What is required —
In the listing below, start your output at the line with "slit window visible in it." and end it after the line with "vine visible in it.", copying every line exactly.
- Opening Delimiter -
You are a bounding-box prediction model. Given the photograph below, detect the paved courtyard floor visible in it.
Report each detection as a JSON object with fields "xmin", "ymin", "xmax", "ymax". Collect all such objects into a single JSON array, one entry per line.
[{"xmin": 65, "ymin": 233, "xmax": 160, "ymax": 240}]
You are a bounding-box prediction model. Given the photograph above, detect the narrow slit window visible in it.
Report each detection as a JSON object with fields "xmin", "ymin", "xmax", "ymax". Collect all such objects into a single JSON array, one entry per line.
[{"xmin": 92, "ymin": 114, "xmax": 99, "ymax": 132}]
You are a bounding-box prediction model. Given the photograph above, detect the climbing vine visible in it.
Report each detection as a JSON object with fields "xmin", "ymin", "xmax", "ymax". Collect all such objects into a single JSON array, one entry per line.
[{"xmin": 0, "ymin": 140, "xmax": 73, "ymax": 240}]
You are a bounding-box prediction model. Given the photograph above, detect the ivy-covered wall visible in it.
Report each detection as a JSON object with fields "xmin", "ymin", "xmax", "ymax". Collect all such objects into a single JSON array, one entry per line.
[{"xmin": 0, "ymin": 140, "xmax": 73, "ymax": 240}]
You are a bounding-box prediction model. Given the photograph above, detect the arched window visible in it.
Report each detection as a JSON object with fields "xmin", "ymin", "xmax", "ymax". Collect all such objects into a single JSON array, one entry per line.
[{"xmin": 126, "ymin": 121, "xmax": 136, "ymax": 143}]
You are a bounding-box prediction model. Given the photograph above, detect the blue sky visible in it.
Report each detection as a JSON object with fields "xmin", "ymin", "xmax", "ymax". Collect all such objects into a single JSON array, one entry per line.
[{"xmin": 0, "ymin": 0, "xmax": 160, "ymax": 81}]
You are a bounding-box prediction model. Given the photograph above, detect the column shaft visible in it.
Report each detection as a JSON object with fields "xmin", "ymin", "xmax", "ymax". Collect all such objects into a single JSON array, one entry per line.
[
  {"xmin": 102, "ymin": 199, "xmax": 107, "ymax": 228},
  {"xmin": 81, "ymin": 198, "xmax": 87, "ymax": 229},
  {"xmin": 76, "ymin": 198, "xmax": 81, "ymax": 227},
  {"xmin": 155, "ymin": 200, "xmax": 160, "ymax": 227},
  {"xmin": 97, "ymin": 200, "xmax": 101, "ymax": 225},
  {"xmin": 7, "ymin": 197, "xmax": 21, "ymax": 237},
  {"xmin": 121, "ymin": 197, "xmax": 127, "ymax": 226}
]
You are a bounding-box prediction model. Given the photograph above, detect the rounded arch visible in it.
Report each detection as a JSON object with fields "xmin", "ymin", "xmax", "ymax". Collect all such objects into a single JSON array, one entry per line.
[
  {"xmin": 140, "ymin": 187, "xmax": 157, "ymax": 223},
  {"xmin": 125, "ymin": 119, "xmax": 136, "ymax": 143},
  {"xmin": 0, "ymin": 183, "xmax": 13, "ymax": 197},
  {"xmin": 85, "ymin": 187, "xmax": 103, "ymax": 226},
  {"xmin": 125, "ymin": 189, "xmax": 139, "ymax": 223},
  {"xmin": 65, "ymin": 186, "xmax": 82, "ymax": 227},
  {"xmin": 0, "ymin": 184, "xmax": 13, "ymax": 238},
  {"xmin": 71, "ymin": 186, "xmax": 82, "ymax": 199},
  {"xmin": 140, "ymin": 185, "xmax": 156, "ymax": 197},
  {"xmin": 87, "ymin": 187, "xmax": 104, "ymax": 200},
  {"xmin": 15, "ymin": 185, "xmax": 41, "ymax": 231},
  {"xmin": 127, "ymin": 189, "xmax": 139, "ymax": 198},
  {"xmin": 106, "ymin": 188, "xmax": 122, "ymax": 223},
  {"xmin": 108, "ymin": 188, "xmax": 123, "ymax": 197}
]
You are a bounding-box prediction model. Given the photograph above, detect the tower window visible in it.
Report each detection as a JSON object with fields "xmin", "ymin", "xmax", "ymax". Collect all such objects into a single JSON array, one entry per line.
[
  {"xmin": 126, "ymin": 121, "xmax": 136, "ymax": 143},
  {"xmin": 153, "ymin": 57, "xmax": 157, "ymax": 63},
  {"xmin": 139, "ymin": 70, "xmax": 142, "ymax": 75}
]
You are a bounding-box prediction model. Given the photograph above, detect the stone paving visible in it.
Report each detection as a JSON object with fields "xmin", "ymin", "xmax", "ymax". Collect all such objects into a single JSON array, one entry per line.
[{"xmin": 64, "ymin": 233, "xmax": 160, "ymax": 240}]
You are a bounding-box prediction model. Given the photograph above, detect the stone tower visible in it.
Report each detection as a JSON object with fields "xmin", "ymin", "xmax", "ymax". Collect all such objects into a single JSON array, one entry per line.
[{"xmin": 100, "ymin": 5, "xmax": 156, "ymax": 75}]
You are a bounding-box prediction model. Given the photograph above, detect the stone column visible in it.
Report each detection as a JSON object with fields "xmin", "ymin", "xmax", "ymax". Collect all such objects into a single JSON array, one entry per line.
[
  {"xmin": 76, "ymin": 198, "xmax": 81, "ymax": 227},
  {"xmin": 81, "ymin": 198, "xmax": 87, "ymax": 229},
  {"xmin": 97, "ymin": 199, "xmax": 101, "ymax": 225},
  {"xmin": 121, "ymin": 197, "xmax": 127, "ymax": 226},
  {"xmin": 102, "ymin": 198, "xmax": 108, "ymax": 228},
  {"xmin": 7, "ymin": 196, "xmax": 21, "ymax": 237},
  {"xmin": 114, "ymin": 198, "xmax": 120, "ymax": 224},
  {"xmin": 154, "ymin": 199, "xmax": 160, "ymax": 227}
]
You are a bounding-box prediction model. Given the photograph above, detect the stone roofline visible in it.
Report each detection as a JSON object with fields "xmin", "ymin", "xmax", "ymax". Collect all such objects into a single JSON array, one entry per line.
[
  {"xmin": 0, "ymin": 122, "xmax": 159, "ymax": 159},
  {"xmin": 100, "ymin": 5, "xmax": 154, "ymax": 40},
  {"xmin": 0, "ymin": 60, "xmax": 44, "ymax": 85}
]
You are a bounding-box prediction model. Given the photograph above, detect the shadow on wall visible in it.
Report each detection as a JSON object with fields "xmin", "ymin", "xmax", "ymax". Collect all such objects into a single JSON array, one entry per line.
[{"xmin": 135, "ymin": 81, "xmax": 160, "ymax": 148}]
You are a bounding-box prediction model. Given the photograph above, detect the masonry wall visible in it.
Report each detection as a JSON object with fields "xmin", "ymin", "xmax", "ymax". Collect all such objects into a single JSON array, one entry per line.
- Closing Delimiter -
Final answer —
You are a bounding-box prediction model. Given the photograph above, detect the narrow slit window visible in it.
Report each detection as a JSON object with fields "xmin", "ymin", "xmax", "ymax". Collect all such objects into a single JSON array, one entry per line.
[{"xmin": 92, "ymin": 114, "xmax": 99, "ymax": 132}]
You are a bounding-box prediction model. Given the photograph above, detect the climbing vine visible in it.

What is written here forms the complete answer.